DATA RECORDS:
########

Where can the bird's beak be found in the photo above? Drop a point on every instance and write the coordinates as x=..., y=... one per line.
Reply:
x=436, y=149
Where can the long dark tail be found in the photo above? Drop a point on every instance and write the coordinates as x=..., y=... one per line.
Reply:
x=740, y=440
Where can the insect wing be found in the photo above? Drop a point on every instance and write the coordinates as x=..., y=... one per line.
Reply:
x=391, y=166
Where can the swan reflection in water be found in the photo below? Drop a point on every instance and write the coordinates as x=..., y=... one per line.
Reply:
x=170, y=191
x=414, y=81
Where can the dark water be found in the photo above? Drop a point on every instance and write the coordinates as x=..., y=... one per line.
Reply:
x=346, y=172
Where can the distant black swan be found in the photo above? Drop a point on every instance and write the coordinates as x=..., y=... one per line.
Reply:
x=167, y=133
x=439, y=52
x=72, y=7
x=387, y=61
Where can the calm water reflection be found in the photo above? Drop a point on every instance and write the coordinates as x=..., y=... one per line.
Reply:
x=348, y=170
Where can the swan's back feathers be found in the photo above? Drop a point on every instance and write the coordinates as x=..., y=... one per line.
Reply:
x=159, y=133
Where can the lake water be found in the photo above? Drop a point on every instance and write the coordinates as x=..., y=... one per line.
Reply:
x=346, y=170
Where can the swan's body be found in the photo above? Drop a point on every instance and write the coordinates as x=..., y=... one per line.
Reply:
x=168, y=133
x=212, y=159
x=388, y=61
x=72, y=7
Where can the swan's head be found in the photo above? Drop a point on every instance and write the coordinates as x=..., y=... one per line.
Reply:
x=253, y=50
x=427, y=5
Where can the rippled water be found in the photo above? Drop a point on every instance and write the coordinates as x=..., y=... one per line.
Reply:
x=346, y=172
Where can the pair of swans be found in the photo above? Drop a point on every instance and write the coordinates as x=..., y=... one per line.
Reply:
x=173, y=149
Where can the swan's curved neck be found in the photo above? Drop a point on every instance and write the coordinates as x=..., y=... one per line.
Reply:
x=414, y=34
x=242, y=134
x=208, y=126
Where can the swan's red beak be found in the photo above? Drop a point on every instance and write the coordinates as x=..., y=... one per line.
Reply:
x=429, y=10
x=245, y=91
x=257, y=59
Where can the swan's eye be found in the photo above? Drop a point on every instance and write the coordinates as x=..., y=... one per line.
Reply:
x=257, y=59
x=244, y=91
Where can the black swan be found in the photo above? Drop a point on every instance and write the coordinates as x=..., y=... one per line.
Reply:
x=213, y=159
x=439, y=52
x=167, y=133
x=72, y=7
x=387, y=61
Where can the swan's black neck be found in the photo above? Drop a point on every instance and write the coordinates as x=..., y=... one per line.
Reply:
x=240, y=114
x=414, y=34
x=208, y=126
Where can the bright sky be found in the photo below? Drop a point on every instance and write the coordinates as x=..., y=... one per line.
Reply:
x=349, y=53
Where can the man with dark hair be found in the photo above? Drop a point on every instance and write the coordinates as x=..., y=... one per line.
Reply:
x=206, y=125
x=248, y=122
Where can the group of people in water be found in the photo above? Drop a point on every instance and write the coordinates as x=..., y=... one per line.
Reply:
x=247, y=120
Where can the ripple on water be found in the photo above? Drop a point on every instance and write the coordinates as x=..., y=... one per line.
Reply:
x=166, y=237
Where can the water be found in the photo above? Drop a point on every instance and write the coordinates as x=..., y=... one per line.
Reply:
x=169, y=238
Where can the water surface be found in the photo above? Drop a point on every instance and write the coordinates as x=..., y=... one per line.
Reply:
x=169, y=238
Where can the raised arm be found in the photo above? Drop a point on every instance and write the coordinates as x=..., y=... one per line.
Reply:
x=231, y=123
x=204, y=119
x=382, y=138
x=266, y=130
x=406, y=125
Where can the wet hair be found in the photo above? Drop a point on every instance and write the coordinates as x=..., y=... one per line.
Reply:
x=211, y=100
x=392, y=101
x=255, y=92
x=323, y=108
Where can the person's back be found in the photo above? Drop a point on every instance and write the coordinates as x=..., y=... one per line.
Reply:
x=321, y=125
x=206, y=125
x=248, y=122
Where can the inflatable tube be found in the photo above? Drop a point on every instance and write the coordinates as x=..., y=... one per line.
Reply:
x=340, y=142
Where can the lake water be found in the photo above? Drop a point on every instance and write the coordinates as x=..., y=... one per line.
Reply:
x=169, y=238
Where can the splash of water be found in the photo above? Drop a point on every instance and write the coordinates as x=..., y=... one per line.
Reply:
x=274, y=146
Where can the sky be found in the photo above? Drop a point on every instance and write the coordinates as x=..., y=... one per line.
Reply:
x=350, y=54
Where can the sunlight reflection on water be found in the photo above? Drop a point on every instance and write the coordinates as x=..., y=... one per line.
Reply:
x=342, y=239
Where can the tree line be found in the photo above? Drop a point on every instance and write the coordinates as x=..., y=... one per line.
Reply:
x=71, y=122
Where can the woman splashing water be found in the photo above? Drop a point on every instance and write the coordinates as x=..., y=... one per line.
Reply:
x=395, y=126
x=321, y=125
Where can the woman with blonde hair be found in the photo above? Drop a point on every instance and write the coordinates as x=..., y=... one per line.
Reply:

########

WHAT YOU NEED TO DO:
When a line contains the string "dark", copy it from the records.

ANSWER FOR THE TASK:
Where can the long dark tail be found in the photo above? Drop a point on every instance and write the coordinates as x=..., y=... one per line.
Where can the dark water be found in the photo above? Drop a point on every instance and write the coordinates as x=..., y=... one per line.
Where can the man with dark hair be found in the photo above? Drop a point on every instance and write the coordinates as x=..., y=... one per line.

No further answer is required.